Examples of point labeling
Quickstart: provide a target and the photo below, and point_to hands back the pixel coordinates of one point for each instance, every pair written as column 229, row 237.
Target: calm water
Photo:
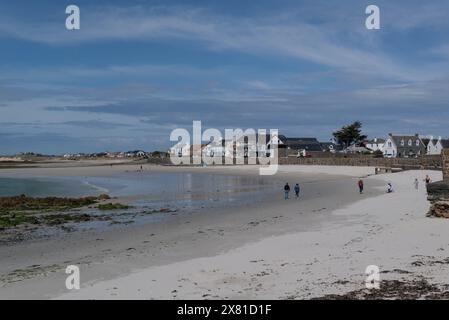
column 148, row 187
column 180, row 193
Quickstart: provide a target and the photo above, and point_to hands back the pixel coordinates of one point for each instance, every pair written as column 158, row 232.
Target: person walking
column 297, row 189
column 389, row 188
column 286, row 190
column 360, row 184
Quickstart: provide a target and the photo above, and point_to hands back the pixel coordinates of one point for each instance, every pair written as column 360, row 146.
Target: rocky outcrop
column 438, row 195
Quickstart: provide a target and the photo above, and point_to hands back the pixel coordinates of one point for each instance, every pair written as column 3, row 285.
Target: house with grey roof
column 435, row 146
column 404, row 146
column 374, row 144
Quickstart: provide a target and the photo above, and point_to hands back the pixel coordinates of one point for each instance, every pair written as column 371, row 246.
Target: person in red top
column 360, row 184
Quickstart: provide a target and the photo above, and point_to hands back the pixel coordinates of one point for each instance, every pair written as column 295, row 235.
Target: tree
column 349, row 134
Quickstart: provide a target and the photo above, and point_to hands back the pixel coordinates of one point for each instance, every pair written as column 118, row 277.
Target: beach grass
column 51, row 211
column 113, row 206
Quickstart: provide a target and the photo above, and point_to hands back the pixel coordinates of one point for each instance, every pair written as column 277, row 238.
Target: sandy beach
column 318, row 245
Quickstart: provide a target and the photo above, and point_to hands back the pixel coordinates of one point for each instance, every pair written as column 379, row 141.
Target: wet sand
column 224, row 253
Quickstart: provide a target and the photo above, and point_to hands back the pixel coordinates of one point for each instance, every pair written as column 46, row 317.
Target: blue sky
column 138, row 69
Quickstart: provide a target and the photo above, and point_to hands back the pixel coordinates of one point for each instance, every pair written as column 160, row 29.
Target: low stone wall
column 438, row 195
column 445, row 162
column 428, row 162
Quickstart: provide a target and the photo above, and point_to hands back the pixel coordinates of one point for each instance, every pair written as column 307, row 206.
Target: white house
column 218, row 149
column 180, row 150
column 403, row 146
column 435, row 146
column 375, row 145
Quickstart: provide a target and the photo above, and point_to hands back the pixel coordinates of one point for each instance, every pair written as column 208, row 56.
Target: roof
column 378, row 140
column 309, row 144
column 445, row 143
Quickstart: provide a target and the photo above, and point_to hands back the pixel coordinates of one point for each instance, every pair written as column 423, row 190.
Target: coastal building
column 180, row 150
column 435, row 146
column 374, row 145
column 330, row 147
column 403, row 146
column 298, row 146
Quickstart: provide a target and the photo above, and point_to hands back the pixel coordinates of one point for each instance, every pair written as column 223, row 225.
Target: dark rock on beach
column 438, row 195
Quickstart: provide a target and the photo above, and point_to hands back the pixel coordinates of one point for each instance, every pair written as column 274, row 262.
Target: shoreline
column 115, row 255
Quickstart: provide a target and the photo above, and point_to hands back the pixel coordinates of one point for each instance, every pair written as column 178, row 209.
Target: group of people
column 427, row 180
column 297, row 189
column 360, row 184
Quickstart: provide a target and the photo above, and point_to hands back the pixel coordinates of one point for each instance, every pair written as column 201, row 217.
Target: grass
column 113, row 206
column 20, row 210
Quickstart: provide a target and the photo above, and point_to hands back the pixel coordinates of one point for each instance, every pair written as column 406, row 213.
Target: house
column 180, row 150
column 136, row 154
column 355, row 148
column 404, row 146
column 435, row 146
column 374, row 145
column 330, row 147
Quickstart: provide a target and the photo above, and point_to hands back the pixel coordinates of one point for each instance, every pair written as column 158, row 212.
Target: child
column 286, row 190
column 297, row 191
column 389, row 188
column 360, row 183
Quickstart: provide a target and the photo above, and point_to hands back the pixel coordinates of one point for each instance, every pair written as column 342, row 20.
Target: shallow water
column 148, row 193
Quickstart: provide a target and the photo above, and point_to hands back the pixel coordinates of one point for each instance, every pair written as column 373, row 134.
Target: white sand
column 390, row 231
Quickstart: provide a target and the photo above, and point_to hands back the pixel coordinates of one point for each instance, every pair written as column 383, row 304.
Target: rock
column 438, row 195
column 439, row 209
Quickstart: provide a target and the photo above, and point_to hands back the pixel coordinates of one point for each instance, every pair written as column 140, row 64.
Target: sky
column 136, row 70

---

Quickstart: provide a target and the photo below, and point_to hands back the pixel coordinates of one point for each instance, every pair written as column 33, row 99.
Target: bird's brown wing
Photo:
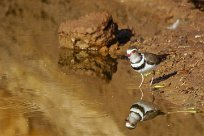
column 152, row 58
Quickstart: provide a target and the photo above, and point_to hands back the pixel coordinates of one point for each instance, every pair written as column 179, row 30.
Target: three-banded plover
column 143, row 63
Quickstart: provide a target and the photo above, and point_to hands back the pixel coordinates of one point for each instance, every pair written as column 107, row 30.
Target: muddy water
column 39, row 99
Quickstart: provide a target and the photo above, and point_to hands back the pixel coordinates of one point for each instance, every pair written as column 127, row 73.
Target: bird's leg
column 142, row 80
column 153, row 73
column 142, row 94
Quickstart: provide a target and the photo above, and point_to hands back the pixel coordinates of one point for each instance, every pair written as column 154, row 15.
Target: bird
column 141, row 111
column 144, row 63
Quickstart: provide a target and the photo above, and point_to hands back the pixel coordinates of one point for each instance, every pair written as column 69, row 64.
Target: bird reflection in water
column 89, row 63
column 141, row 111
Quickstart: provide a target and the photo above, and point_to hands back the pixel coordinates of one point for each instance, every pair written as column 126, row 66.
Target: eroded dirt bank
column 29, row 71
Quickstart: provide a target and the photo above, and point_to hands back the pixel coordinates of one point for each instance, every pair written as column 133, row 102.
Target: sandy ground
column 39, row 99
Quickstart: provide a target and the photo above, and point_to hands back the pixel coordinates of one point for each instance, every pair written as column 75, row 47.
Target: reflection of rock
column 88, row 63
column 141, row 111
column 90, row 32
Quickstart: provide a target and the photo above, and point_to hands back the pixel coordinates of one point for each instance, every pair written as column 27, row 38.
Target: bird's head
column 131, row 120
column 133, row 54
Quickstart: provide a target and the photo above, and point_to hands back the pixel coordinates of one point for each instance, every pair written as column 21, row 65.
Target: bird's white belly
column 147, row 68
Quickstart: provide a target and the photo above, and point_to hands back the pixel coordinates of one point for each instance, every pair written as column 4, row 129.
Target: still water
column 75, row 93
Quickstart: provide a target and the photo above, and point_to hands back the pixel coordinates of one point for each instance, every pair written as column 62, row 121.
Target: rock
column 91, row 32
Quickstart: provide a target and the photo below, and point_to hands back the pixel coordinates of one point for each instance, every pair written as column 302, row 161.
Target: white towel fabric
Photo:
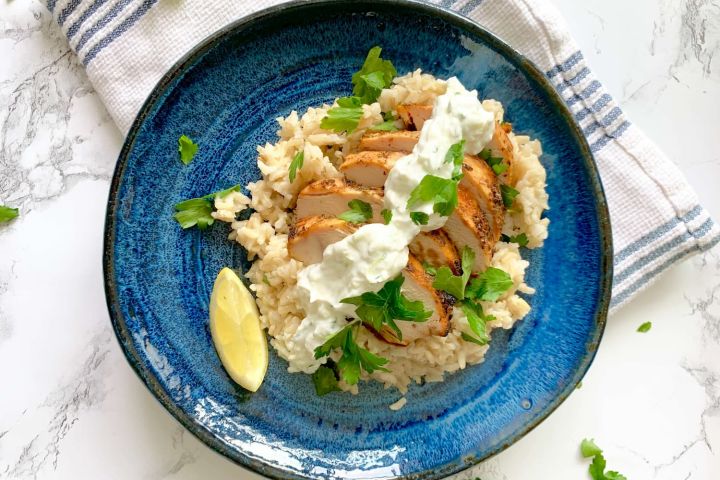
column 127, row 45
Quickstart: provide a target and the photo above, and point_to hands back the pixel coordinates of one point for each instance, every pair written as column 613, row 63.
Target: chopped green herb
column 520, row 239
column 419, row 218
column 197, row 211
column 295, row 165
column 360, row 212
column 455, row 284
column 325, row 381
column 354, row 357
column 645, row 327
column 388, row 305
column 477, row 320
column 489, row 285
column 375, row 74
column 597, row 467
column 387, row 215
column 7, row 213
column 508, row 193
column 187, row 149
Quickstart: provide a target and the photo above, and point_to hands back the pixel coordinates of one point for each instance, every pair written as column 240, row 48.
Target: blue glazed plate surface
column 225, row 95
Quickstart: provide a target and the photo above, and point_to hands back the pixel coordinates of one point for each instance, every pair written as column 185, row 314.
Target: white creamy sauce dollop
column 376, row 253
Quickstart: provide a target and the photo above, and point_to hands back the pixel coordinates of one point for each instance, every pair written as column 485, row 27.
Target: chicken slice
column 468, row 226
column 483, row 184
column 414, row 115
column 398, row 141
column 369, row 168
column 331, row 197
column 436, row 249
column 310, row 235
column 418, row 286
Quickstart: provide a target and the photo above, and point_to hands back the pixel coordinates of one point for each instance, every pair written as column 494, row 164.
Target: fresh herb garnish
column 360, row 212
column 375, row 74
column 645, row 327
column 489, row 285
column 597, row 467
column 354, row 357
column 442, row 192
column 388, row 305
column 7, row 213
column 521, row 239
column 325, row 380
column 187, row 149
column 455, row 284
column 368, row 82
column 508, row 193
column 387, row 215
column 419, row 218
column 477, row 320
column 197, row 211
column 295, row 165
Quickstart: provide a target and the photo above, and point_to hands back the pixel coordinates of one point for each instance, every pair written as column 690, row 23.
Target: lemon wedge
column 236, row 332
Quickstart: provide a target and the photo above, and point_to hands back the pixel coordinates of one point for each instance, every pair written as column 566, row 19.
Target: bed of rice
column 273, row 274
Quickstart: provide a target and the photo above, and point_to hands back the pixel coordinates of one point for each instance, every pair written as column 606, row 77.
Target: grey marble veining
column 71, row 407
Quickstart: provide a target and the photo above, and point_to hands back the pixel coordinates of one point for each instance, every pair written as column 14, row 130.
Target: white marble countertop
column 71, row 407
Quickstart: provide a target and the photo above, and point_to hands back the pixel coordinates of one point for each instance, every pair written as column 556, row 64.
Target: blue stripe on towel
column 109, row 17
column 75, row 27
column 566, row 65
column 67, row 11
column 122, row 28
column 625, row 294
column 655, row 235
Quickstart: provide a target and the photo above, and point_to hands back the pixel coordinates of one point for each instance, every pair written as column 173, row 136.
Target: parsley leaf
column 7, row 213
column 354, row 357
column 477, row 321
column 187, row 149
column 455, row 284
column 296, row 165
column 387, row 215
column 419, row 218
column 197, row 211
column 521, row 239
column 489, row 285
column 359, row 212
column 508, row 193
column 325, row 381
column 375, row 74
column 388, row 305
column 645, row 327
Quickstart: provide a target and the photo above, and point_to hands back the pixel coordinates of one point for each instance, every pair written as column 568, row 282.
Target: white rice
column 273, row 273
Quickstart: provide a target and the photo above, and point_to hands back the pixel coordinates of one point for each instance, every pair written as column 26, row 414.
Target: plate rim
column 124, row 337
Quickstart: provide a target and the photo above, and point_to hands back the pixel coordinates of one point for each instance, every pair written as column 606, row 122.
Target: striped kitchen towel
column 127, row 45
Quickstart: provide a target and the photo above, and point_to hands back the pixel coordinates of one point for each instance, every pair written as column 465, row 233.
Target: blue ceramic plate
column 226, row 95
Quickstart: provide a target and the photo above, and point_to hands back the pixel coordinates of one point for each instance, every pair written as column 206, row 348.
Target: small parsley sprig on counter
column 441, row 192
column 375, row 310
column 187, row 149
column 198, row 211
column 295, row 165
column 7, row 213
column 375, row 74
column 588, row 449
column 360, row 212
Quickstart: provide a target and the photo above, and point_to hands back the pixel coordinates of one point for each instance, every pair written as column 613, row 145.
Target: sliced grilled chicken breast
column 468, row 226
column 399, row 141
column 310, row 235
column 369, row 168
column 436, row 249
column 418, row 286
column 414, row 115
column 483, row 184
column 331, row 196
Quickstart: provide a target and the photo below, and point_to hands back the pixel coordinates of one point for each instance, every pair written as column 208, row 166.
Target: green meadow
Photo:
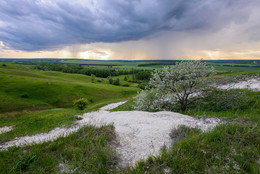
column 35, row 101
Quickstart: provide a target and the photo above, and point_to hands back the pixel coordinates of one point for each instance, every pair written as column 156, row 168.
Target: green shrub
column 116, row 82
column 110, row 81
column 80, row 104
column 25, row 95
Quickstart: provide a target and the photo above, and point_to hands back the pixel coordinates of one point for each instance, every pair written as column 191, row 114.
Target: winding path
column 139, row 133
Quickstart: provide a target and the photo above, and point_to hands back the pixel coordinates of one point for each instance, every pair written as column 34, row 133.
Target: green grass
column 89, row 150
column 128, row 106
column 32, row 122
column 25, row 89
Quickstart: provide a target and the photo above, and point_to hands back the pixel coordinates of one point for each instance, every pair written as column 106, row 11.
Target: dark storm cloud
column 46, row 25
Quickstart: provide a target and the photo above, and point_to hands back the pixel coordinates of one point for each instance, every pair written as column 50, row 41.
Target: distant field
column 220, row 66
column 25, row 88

* * *

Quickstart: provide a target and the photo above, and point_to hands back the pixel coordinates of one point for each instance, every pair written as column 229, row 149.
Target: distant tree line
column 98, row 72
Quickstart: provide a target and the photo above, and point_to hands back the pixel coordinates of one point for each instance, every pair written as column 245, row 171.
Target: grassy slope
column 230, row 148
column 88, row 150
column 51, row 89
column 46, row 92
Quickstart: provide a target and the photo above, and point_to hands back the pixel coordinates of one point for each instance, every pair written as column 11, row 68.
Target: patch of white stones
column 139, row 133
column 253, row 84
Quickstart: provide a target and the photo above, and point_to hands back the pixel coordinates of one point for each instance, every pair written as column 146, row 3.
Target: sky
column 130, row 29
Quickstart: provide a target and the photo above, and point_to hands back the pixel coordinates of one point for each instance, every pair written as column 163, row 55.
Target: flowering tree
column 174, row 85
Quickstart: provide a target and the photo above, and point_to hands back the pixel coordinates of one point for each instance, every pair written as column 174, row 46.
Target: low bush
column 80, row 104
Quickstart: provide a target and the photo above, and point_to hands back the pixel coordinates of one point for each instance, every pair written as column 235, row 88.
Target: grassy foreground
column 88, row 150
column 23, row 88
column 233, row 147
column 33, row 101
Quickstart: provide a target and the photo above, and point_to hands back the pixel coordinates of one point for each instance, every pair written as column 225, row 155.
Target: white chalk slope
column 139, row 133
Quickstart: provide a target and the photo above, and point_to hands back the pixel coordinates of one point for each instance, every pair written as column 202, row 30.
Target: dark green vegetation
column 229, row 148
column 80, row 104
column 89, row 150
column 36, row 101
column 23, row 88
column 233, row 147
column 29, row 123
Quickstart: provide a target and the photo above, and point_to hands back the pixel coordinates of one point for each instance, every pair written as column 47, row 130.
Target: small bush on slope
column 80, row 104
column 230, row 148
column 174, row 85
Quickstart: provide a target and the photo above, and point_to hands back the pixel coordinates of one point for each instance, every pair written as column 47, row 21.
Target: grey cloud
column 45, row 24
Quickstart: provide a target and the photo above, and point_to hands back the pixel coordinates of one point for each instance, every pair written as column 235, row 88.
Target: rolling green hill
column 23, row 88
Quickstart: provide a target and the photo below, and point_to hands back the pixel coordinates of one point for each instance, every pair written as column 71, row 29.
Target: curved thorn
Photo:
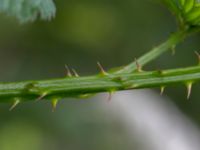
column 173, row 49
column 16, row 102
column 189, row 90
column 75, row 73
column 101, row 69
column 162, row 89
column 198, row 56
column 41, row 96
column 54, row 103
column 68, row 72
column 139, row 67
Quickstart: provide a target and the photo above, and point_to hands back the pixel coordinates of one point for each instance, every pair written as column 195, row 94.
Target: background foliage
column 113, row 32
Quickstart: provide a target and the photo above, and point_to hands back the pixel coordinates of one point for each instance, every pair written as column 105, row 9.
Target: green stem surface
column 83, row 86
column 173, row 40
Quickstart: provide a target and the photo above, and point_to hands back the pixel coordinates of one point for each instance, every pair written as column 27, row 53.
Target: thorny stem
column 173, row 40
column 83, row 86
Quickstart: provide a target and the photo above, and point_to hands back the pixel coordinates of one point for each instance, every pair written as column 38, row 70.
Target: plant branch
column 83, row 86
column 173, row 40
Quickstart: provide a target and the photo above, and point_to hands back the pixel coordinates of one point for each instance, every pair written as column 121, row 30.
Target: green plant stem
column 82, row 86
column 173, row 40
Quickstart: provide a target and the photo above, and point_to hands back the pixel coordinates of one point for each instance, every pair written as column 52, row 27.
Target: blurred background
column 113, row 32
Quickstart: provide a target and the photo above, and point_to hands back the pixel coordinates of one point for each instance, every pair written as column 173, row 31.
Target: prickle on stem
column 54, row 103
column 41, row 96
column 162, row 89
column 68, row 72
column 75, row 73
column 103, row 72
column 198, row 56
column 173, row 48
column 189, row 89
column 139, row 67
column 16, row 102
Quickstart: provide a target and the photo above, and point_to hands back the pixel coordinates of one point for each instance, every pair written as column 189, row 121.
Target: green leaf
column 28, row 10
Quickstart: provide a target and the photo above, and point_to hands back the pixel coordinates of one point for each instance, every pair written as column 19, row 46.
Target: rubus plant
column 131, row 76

What you need to do – Copy out, word for word, the lines of the listing starting at the line that contains "229, row 237." and ending at the line that contains "column 349, row 134", with both of those lines included. Omit the pictures from your answer.

Problem solution –
Quickstart: provide a target and the photo below, and point_to hands back the pixel coordinates of one point for each instance, every pair written as column 229, row 237.
Target: calm water
Photo:
column 148, row 187
column 180, row 193
Quickstart: provide a target and the photo above, and point_to hands back the pixel coordinates of one point for each instance, every pair written as column 158, row 232.
Target: person walking
column 297, row 189
column 389, row 188
column 286, row 190
column 360, row 184
Quickstart: provide a target and the photo above, and point_to hands back the pixel coordinates of one point for each instance, every pair written as column 360, row 146.
Target: rocky outcrop
column 438, row 195
Quickstart: provide a target and the photo above, and point_to hands back the pixel coordinates of one point for each instance, every pair written as column 3, row 285.
Target: house with grey roof
column 435, row 146
column 404, row 146
column 374, row 144
Quickstart: provide a target and the photo above, and point_to hands back the pixel coordinates of one point for each instance, every pair written as column 371, row 246.
Target: person in red top
column 360, row 184
Quickstart: provide a target and the photo above, and point_to hands back the pixel coordinates of one point for each instance, every pair written as column 295, row 235.
Target: tree
column 349, row 134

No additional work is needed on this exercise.